§ **Activity**
In the Grenada post, what did the writer's roommate first use soursop as?
Supplied passage: Begin
This also emphasized the really positive islandy aspects because it's stunning up there, while keeping me very much mentally ON the island because I forgot to drench myself in toxic chemicals before venturing off into the jungle at dusk and predictably got the living crap bitten out of me by mozzies. Hello, dengue! Don't worry, this island doesn't tend to produce the hemorrhagic form.

But that actually didn't bother me much. I'm used to mosquitoes. The views were pretty, the nasty dogs stayed in their yards, and I managed to somehow time being at a high vantage point overlooking one of the many inlet-seas right at sunset, so that was flat awesome. No camera though, unfortunately. Another time. It also seems to be a safer route since there's FAR less traffic. Only problem is that a lot of it isn't paved, and though I'm using a brand new ankle brace bought from the drug store (Grenada apparently, has better braces than Walmart, whose brace I responsibly bought prior to coming has done such hideous blistery things to my left foot that it looks like I have hookworm), I'm still trying to be careful with it.

Frigging thing. To catch people up, in January, approximately three days after I arrived on Grenada, I sprained my ankle for the first time in my life by the insanely bold athletic act of walking along a path at a party. Wasn't even drunk yet! Was on crutches for about a week, wore a wrap on it, seemed a fairly normal-course injury, and yet, ten months later, it still likes to periodically swell, creak, ache, and occasionally tries to turn again (unsuccessfully to date).

While exercise exacerbates this somewhat, it does this anyway, quite normally, even when I have it elevated, iced, and am watching television on the sofa, so I finally figured I'd just brace it, and since it's acting like it's going to want surgery in the distant future, I might as well have fun destroying it. I want the MRI in ten years to be definitive and *impressive*. None of this borderline stuff. I want to have an ankle like the shoulder I saw when I was doing my orthopod shadowing, where the doctor looked at the MRI, whistled and said "looks like someone set a bomb off in there." Hells yeah. On an anatomical note, the humerus isn't supposed to be attached to the clavicle, is it?

Anyway, to complete my Grenada day, I finally polished off the soursop ice cream I had in the freezer. A word of advice on that... my roommate introduced me to soursop last term as a base for smoothies, which is really nice *when you mix it with other things*. By itself in ice cream... the first bite seems like it's going to be horrible, and has an initial "ooh, do NOT like" sensation, but then kind of grows on you, but not to the extent ice cream normally should. It has a taste quality that is vaguely reminiscent of the fibrous parts of melons, despite the fact that it has the consistency of normal, creamy ice cream. Definitely not as bad as the artichoke ice cream in Castroville though, where your response is "Wow... that's far less atrocious than I thought it was going to be, yet remains bad."
Supplied passage: End
Extracted entries: Begin
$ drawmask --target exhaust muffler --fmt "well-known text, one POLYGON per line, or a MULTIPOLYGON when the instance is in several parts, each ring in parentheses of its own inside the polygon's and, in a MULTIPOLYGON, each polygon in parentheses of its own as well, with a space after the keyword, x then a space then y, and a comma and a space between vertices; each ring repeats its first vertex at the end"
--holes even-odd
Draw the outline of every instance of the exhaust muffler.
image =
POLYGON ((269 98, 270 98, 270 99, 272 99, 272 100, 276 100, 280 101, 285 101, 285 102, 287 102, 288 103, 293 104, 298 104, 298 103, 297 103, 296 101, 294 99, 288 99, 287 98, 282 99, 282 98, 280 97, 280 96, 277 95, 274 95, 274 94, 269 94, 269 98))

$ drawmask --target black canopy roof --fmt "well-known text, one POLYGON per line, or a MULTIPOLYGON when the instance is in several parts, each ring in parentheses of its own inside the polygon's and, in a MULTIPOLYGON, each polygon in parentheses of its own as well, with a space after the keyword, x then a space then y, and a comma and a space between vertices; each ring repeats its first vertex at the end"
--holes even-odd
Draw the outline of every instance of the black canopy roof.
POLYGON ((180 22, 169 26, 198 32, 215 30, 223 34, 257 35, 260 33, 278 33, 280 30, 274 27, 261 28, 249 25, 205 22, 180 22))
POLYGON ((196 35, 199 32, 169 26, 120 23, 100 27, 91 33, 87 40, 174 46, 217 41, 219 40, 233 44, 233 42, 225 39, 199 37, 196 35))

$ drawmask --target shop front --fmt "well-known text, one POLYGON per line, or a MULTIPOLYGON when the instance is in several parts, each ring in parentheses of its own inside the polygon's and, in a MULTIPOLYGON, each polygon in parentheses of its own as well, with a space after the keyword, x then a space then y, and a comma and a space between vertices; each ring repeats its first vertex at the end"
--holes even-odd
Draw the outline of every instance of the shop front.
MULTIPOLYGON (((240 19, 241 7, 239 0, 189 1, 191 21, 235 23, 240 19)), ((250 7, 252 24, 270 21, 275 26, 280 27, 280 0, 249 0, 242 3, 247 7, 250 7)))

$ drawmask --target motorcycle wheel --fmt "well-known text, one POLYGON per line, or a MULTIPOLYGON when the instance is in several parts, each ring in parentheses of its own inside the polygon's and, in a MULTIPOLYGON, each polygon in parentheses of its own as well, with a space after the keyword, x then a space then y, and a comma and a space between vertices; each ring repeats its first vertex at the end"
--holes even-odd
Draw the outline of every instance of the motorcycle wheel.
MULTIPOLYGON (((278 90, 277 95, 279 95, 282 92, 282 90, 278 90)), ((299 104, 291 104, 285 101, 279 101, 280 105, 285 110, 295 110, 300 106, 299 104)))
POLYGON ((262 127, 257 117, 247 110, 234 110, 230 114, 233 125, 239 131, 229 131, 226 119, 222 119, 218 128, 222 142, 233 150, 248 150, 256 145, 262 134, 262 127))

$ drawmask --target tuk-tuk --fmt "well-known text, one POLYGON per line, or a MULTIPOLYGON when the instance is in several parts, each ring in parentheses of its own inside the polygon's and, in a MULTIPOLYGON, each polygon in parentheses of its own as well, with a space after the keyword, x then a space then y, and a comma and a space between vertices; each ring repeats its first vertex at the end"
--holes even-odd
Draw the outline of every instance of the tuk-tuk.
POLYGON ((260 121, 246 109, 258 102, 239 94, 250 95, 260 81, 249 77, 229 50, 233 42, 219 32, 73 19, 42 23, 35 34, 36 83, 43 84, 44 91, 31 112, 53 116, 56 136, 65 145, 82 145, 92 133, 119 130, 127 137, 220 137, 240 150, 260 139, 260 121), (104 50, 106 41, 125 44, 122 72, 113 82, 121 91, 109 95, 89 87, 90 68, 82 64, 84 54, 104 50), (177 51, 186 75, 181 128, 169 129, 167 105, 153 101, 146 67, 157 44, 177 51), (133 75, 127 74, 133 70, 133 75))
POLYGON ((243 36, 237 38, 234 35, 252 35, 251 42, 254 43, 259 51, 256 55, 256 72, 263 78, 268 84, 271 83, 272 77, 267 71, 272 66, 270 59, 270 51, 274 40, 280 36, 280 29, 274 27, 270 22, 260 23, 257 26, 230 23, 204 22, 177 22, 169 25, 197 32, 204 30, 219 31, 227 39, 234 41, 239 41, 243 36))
Extracted entries: End
§ **Solution to this task**
A base for smoothies.